BEGIN INPUT FOR THIS TASK

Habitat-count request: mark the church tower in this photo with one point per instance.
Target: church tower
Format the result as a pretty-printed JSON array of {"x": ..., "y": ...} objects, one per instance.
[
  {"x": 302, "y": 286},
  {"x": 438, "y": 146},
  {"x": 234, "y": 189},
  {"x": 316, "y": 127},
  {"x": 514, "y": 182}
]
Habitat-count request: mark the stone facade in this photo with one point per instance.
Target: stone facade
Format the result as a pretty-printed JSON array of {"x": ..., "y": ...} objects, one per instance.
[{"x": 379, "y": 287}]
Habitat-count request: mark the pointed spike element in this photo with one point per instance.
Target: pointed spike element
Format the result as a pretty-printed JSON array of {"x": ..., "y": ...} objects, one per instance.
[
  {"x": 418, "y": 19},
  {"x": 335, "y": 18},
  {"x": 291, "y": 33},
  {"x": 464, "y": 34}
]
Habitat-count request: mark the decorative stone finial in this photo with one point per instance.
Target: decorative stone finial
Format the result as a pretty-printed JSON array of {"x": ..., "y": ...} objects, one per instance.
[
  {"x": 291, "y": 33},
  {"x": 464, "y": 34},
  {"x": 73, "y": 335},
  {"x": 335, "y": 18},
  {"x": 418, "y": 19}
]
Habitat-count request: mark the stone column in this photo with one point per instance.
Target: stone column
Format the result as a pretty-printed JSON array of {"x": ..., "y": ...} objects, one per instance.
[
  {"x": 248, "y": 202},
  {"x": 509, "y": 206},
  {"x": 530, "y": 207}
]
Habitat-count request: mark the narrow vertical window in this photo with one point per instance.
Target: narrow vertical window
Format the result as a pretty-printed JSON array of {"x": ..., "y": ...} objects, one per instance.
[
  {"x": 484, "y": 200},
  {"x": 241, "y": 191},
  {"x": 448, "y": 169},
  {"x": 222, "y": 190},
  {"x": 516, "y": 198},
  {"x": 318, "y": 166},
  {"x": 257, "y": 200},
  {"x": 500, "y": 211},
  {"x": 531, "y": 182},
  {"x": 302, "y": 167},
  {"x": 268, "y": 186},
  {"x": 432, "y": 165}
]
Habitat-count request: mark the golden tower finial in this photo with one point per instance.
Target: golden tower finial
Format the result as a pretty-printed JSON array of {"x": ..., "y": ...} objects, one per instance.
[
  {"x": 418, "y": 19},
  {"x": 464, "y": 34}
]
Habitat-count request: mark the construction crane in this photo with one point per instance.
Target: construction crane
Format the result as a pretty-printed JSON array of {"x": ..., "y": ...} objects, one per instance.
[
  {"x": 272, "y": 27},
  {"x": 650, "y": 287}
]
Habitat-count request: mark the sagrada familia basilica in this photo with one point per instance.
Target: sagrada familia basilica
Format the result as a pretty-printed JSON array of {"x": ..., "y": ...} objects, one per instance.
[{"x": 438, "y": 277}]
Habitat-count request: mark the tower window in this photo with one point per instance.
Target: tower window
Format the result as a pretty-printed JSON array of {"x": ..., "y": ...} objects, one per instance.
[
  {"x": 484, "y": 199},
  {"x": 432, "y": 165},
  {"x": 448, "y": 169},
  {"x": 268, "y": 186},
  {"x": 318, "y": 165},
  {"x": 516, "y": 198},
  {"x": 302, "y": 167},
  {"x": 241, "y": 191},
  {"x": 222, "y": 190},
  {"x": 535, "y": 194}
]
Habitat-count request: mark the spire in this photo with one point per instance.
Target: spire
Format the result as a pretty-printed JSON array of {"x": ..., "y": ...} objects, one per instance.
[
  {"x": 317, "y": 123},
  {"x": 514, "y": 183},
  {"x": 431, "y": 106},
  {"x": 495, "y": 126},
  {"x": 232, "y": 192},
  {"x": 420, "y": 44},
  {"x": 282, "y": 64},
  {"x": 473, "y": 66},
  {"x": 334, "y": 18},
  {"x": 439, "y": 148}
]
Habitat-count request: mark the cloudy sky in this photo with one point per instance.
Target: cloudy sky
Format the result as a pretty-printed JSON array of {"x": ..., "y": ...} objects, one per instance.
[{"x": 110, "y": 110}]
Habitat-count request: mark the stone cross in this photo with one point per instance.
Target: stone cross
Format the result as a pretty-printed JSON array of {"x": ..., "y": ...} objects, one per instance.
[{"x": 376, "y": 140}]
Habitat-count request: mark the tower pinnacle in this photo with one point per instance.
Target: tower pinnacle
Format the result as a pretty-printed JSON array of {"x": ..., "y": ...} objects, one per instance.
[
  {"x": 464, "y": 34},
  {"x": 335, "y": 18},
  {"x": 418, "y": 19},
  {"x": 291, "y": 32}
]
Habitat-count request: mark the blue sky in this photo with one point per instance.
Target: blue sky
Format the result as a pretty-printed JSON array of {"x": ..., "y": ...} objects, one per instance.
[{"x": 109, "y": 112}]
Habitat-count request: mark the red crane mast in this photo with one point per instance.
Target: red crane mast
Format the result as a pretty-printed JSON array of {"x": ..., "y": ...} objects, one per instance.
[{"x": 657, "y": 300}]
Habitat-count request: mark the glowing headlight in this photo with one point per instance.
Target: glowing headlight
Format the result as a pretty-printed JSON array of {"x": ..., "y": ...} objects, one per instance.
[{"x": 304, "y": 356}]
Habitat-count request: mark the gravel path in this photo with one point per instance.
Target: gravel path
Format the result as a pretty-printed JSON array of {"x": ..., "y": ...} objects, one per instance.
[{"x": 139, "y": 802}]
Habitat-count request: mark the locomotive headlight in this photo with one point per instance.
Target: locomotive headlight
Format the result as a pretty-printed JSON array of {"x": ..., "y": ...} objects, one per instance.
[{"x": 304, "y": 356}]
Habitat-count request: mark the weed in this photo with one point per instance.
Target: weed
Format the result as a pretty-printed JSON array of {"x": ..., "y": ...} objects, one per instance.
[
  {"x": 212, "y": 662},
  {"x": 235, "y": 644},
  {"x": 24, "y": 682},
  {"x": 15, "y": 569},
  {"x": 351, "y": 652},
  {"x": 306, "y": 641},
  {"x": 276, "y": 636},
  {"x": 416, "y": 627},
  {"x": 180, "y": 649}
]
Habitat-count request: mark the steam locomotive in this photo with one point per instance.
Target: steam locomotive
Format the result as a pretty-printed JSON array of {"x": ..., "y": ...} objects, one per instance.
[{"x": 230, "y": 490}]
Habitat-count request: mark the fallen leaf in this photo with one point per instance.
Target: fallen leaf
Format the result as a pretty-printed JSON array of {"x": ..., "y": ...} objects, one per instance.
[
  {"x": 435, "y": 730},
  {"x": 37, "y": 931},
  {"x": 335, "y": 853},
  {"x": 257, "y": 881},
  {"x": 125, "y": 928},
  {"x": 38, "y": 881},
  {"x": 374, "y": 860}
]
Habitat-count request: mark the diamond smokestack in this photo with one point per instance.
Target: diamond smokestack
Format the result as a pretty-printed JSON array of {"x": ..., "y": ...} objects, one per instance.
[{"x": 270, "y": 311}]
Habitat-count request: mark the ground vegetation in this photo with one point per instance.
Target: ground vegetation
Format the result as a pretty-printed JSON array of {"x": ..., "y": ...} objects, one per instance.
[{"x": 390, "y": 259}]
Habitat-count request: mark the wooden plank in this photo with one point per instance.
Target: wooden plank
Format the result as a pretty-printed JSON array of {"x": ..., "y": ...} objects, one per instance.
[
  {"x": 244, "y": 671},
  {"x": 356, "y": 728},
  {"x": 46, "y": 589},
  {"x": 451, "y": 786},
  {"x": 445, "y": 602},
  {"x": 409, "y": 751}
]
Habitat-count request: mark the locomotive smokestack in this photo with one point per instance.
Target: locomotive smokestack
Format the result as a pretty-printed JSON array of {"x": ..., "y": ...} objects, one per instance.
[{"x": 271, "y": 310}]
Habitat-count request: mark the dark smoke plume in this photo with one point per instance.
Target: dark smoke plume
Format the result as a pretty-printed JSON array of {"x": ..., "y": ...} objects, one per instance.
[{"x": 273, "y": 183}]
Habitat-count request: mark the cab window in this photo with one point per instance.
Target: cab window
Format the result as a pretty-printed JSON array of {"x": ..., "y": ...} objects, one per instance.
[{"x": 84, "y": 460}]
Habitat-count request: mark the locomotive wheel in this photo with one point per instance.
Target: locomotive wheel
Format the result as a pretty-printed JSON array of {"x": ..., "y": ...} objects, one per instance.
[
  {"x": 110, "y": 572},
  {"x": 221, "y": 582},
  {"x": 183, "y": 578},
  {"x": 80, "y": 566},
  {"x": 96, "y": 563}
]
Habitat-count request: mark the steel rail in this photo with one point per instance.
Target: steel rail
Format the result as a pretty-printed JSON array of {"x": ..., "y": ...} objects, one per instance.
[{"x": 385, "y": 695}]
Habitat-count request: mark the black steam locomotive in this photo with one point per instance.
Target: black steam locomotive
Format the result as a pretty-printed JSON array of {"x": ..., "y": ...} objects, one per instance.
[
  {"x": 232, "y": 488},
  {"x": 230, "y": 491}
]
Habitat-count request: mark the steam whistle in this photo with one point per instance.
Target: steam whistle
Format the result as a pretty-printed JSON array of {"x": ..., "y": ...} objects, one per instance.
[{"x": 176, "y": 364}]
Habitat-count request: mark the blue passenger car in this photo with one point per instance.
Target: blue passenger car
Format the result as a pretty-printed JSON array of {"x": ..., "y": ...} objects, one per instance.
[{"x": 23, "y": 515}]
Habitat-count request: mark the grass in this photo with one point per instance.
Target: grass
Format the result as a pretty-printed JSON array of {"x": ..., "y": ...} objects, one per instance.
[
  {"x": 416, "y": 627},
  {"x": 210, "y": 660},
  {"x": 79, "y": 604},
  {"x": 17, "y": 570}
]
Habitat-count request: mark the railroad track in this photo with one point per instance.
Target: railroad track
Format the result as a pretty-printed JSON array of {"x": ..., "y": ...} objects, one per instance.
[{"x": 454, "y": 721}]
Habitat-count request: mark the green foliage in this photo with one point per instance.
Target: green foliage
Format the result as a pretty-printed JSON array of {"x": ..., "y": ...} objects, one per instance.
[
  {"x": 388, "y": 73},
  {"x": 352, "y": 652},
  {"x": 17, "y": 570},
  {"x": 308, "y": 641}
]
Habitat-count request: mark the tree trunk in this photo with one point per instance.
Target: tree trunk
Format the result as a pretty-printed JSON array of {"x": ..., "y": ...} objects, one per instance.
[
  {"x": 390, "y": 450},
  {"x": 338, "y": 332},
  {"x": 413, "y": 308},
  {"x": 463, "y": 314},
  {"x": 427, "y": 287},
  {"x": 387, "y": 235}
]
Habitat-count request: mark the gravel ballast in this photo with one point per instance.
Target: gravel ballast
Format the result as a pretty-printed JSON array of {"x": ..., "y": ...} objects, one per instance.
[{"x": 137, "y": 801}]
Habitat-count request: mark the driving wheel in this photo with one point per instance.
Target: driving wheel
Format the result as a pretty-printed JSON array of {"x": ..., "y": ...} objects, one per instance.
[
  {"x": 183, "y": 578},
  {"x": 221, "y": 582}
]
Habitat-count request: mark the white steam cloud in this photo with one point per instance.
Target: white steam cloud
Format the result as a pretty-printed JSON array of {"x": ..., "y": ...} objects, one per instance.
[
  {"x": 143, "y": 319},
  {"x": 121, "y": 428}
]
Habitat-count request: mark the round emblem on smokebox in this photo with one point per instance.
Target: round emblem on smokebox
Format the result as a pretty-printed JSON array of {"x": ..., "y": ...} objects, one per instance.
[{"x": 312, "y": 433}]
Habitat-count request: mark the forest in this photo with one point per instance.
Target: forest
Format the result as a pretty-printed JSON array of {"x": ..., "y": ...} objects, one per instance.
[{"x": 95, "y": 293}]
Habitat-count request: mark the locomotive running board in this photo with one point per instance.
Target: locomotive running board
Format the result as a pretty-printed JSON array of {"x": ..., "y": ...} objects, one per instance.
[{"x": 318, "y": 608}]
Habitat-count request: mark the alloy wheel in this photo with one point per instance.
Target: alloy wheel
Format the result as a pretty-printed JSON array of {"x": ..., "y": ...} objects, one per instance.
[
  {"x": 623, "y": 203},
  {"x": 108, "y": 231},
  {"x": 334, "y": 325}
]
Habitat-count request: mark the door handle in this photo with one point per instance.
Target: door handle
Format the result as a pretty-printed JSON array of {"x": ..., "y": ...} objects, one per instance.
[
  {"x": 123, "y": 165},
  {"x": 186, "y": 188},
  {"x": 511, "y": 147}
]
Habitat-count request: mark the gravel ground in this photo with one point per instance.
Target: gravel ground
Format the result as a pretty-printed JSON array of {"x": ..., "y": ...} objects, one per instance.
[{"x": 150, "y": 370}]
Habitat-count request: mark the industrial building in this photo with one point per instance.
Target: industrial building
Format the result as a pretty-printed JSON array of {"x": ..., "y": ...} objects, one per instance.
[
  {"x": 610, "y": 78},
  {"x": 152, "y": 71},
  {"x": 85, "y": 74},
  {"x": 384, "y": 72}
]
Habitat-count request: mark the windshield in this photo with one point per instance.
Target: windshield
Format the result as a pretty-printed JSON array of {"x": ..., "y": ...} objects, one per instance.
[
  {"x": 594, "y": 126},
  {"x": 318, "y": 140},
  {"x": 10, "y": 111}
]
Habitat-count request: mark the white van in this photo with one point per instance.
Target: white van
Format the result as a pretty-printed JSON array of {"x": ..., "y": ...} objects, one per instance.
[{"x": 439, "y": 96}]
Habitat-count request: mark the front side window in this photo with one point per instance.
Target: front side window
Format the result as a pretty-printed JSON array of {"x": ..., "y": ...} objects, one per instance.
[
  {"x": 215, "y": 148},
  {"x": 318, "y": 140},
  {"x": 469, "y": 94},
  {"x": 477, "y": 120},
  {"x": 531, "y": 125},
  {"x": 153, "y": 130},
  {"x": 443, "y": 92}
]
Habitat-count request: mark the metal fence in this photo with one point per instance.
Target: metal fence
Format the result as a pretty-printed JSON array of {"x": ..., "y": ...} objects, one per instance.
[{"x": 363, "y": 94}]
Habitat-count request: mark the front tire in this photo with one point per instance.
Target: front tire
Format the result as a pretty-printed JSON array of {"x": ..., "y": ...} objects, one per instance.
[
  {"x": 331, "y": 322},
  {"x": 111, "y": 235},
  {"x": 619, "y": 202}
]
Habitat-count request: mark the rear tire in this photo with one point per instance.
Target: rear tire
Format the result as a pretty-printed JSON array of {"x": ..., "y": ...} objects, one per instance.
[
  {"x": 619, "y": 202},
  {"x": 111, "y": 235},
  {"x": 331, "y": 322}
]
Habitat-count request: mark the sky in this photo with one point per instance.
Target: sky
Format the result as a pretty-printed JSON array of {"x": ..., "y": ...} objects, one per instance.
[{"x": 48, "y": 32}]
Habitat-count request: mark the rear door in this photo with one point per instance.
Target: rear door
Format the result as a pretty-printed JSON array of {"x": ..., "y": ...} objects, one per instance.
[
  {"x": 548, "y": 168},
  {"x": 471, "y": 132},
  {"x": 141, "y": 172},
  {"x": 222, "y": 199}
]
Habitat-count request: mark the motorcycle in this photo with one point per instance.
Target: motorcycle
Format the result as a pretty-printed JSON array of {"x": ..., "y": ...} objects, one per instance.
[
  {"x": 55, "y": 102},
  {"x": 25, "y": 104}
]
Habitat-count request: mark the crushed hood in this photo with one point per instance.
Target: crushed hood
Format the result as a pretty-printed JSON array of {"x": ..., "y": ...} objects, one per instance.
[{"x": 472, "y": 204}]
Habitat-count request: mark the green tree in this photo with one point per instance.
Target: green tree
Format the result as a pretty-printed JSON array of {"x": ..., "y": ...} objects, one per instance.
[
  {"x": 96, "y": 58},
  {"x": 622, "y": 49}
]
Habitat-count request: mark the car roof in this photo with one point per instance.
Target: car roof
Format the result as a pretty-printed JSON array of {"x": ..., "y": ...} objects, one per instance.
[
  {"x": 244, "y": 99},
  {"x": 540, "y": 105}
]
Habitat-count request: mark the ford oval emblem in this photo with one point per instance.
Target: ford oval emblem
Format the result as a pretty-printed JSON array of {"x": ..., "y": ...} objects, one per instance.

END INPUT FOR THIS TASK

In the entries above, find the line containing "Habitat-count request: mark the motorcycle". Set down that line and every line after it through the last one, exactly and alone.

» **TASK SOLUTION**:
Habitat-count request: mark the motorcycle in this photo with one point per instance.
Target: motorcycle
Format the result as a pretty-printed JSON array of {"x": ..., "y": ...} objects, one per instance.
[
  {"x": 55, "y": 102},
  {"x": 25, "y": 104}
]
Habitat-count request: mark the crushed hood in this photo with one point per instance.
Target: crushed hood
Format the result as a pretty-printed JSON array of {"x": ..., "y": ...} objects, one per instance.
[{"x": 472, "y": 204}]
Habitat-count request: mark the green tree in this photo with one point per instance.
Target: green tree
Format the result as a pretty-printed JSON array of {"x": ..., "y": ...} objects, one per instance.
[
  {"x": 96, "y": 58},
  {"x": 622, "y": 49}
]
Habitat-count request: mark the car roof in this photo with one point per instance.
Target: car roof
Format the result as a pretty-printed JSON array of {"x": ..., "y": ...} objects, one per instance.
[
  {"x": 244, "y": 99},
  {"x": 540, "y": 105}
]
Habitat-count request: mark the ford oval emblem in this photo with one point per instance.
Target: ford oval emblem
Format the result as a pretty-printed JSON array of {"x": ..., "y": ...} objects, one per instance.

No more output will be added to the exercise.